__Material for this task__
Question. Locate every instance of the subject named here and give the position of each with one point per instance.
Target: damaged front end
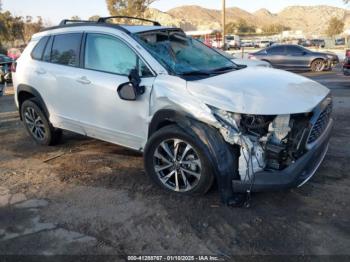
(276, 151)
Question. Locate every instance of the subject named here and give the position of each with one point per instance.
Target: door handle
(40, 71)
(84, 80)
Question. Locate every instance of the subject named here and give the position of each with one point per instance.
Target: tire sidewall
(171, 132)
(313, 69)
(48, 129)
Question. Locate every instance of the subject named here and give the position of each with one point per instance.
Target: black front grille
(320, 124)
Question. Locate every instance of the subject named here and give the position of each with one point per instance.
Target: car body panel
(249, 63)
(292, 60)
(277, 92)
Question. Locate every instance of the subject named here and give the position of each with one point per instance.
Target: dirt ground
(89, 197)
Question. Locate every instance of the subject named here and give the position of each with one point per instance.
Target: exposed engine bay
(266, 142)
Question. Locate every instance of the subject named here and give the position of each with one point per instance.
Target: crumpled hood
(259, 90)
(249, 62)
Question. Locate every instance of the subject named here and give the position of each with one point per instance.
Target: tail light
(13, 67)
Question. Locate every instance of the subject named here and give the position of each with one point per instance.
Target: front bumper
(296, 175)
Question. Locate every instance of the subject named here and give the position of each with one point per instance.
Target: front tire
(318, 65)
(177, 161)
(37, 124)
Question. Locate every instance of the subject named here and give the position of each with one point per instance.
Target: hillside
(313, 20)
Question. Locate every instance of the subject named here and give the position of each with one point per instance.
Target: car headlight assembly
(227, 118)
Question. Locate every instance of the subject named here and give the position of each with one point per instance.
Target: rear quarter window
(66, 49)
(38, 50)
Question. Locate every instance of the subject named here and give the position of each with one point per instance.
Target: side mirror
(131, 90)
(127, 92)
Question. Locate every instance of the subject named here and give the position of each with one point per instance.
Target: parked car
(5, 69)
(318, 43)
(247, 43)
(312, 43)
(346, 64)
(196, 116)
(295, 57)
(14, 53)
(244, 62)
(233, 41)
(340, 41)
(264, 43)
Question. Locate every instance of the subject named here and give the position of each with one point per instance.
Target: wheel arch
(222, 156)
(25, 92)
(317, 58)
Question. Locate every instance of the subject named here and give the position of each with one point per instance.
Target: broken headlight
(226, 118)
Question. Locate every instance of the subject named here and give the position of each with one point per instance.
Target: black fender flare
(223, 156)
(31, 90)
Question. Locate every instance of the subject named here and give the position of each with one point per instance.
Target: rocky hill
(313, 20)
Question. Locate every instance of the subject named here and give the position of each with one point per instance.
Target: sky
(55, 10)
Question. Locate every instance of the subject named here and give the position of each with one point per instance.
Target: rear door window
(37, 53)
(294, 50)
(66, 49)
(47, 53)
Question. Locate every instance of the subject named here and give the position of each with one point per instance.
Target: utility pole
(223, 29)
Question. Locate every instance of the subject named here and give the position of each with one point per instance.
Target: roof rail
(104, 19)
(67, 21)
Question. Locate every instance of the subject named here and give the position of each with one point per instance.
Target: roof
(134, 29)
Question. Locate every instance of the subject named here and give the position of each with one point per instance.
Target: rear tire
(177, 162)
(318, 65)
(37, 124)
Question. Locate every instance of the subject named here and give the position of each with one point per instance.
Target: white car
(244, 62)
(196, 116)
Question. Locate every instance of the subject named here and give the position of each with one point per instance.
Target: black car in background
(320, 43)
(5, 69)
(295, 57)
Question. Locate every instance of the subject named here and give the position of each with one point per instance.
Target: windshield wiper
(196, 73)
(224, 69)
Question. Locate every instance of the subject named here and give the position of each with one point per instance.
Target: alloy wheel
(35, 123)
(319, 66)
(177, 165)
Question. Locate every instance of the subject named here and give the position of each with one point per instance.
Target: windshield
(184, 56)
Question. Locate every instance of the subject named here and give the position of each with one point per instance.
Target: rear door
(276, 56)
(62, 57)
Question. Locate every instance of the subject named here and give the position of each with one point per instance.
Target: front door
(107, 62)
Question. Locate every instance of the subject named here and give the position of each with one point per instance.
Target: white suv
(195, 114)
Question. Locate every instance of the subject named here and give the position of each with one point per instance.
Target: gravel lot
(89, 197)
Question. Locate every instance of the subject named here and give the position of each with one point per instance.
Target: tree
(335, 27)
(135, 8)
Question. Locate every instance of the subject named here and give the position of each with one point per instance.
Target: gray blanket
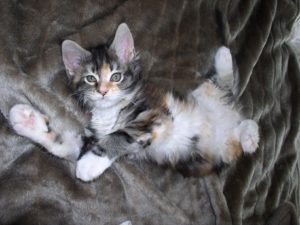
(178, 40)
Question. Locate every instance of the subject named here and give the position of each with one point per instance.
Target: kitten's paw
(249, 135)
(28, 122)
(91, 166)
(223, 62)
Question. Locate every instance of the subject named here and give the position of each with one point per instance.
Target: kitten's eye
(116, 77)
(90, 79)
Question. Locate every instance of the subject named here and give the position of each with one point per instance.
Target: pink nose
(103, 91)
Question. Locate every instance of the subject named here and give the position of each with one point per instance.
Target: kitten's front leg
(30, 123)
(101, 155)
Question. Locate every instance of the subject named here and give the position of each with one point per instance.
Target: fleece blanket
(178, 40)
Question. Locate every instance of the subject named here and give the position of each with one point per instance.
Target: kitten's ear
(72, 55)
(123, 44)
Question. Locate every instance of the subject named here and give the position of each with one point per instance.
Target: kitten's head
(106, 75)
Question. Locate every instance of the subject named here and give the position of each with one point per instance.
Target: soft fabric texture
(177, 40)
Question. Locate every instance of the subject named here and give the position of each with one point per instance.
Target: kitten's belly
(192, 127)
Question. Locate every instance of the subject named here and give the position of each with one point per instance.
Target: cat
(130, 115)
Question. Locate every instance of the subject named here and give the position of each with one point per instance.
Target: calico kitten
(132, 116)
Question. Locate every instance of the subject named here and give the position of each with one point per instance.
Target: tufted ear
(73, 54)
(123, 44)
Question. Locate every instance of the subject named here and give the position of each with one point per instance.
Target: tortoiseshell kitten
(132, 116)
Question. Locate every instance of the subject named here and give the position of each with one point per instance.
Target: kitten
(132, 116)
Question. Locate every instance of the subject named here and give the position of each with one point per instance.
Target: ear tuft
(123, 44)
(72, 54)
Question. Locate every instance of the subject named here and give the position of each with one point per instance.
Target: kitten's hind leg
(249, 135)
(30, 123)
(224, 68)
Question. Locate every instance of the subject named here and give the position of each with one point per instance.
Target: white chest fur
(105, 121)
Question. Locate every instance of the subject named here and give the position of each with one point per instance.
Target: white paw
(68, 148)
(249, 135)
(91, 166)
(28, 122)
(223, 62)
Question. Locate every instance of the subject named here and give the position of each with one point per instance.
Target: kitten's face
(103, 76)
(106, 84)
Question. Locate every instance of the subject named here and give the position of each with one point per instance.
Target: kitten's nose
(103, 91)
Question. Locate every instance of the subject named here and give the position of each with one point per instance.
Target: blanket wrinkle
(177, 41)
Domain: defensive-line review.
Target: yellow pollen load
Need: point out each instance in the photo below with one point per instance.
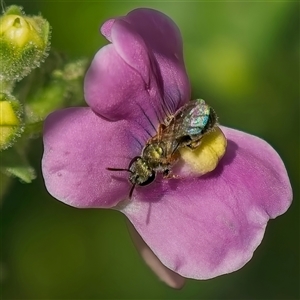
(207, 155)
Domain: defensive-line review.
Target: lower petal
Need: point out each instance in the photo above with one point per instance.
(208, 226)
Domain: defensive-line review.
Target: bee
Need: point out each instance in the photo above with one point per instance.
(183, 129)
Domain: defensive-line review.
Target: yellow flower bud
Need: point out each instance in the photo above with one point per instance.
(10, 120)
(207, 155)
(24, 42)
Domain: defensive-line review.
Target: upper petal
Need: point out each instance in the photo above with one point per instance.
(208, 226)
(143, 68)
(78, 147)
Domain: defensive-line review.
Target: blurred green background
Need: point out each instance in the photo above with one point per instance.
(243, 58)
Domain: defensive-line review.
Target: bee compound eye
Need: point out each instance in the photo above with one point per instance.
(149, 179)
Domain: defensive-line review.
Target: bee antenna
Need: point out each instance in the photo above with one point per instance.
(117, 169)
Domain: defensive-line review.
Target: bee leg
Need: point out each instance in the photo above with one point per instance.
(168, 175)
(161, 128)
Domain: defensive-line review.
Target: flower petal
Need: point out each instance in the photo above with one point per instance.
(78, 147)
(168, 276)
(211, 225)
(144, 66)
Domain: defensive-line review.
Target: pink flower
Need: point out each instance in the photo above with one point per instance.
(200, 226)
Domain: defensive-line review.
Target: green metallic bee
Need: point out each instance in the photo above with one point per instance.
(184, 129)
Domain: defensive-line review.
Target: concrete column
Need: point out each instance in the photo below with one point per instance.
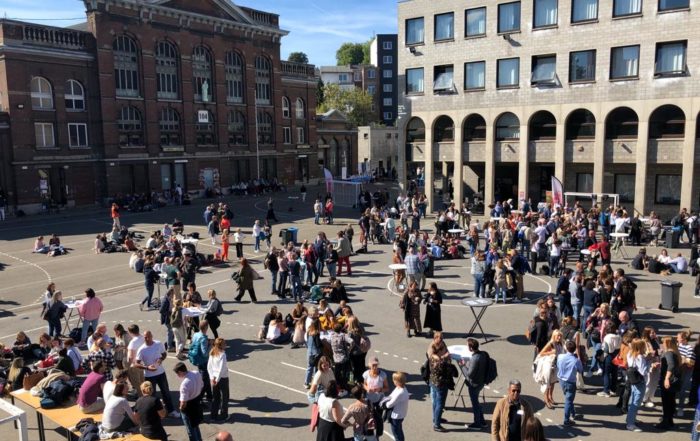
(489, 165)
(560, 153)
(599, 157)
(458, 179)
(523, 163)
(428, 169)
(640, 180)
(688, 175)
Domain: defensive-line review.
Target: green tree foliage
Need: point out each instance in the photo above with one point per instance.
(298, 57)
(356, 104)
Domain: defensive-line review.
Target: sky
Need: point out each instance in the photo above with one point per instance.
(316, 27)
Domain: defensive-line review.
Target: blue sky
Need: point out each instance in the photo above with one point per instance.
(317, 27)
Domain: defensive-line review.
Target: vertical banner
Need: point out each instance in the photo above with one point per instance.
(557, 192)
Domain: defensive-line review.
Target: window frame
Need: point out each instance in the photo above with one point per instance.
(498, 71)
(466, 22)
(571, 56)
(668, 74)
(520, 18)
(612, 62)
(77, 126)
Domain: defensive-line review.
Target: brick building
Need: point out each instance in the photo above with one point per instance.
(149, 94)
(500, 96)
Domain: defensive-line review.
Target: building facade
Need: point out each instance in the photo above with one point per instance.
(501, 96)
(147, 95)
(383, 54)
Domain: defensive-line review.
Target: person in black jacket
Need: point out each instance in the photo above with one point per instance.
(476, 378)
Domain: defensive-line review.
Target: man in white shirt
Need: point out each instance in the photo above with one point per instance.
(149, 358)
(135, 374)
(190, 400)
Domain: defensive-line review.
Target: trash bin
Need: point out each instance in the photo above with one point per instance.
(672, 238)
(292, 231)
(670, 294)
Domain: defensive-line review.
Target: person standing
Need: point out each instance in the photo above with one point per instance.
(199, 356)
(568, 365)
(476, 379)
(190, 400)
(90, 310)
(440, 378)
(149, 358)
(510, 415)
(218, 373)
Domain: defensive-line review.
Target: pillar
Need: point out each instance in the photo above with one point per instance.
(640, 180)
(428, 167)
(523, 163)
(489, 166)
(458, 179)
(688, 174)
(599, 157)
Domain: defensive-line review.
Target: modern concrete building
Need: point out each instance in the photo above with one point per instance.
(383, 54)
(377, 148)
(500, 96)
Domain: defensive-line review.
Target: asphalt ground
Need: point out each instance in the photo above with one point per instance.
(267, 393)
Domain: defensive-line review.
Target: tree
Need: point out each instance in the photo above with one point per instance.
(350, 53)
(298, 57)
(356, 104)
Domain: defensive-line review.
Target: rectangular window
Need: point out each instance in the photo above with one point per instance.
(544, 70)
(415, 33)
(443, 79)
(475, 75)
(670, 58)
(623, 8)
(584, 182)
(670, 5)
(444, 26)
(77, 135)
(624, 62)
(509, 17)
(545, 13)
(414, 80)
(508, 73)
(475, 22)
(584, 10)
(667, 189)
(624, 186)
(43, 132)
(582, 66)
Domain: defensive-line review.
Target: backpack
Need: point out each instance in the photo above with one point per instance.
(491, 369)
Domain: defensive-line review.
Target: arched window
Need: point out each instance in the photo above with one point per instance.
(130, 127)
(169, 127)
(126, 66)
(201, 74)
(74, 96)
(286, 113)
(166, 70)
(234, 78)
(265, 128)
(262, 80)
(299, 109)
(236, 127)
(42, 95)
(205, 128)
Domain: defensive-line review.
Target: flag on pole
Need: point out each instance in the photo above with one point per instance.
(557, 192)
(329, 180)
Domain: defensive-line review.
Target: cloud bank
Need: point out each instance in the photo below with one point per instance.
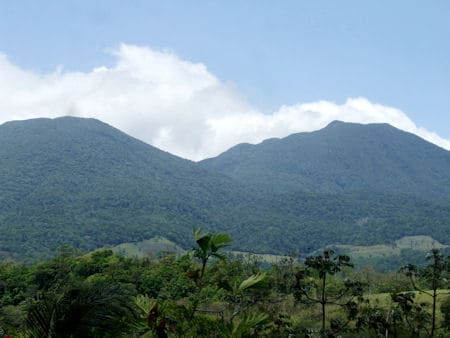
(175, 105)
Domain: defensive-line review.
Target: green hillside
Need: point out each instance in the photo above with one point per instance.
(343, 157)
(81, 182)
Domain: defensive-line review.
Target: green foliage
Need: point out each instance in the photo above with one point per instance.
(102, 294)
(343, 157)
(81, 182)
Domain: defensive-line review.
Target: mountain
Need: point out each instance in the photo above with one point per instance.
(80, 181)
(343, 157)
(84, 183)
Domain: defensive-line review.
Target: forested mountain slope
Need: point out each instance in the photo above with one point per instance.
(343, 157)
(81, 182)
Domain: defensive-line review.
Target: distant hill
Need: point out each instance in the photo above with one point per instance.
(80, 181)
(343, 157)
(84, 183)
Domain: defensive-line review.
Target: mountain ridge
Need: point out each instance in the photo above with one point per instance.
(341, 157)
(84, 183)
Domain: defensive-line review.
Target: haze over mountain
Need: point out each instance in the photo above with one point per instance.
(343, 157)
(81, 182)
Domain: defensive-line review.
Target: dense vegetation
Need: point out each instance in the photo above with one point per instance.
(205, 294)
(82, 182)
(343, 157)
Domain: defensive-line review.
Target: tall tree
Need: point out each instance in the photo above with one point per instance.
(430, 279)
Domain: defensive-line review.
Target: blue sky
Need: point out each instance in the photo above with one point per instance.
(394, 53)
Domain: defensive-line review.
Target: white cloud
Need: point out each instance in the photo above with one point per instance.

__Problem to solve__
Extract each of the lines above that contains the string "foliage", reproducing every such line in full.

__Answer in full__
Target: green tree foliage
Target: green foliage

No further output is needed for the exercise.